▸ **EXERCISES TO COMPLETE**:
A. In the Union University budget article, what actual revenue does the amended 2014-2015 budget state?
B. Name every staff position that the Union University budget article says was eliminated.
C. Carry on the Union University budget article from its final sentence.
* start QUOTED PASSAGE *
Union revamps budgets, cuts five positions to meet lower revenue

Miller Tower

Union University has eliminated five staff positions and recreated budgets across the university to offset the smaller than expected revenue for the 2014-2015 year.

Budget heads are also using a zero-based system to calculate next year’s budgets.

The 2014-2015 original budget estimated a revenue of $90,162,330 and expenditures of $89,153,544.

The amended budget states that actual revenue came to $87,063,838.

The new goal for expenditures is also $87,063,838, leaving no room for extra expenses.

This means Union had to cut more than $2 million from planned expenditures.

“One of the things I say to remind people is we’re not for profit, but we’re also not for loss,” said Samuel W. “Dub” Oliver, university president. “We’re not trying to make a profit, we’re just trying to bring in enough resources to do everything we do.”

Oliver said the lower revenue came from a decrease in fall enrollment. This fall had a total of 4,018 undergraduate and graduate students.

Last year, enrollment at the university was 4,288 undergraduate and graduate students.

Undergraduate enrollment alone was 2,814 this past fall, compared to the fall 2013 enrollment of 3,028 undergraduates.

Oliver said the decrease came partly from a general decline in undergraduate enrollment, but also may have been affected by the cancellation of a Preview Day scheduled to occur the weekend Olivia Greenlee was found dead from a gunshot wound. Greenlee was a senior music major who would have graduated last May.

Oliver said he expects next year’s enrollment to be roughly the same as this year’s, with large graduating and incoming classes.

“When we see in our budget that we’re not going to have the income or revenue that we’re going to expect, then we have to adjust on the expenses side,” Oliver said.

Last fall Oliver asked all budget heads to consider if they could cut anything from their current budgets.

He said cuts needed to be targeted rather than across the board, and that he did not want cuts to impact the student experience.

The five staff positions, making up about one percent of full time employees at Union, were eliminated in the fall.

The positions were executive assistant to the president held by Melanie Rickman, a position in Union Station held by Kathy Southall, associate director of athletics held by Katie Woodruff, assistant director of institutional research held by Camille Searcy and assistant for special events in the Grant Center held by Daniel Hopper.

The five employees were laid off. Rickman had worked at Union since 1998, Southall since 1989, Woodruff from 2001-2006 and since 2008 and Searcy since 1993, according to an online personnel catalogue. Hopper began work at Union in 2011, according to human resources.
* end QUOTED PASSAGE *
* start INFORMATION PROVIDED *
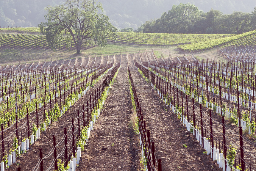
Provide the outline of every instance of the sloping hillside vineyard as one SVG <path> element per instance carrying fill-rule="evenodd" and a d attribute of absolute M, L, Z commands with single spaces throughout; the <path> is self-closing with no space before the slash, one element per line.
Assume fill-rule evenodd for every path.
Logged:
* end INFORMATION PROVIDED *
▸ **RESPONSES**:
A. $87,063,838

B.
- Executive assistant to the president
- A position in Union Station
- Associate director of athletics
- Assistant director of institutional research
- Assistant for special events in the Grant Center

C.
“That’s the hardest part of anything like this,” Oliver said about the layoffs. “It’s most hard for the people whose positions are eliminated. It’s really hard for everybody, but we made those decisions because we have to operate the institution within the resources we have.”

After the 2015-2016 tuition and fees were set in December, giving Union an estimated revenue, budget heads began to rebuild their budgets starting with a baseline of zero and justifying each expense.

Zero-based budgeting has not been done in several years, Oliver said.

“It’s a good stewardship exercise to do it every so often, because you then know exactly what’s in the budget,” Oliver said. “Ultimately there are students and their families who are paying for this experience, and we need to be as efficient with our operations as possible so as to be good stewards of what you have given us.”

Bill Nance, associate dean of the McAfee School of Business Administration, gave three workshops on zero-based budgeting to faculty and staff.

Nance said with regular budgeting an organization does not question the assumptions that are a part of pre-existing numbers. With zero-based budgeting, a budget head must start with zero and also come up with a new forecast of demand for the activities supported by the budget.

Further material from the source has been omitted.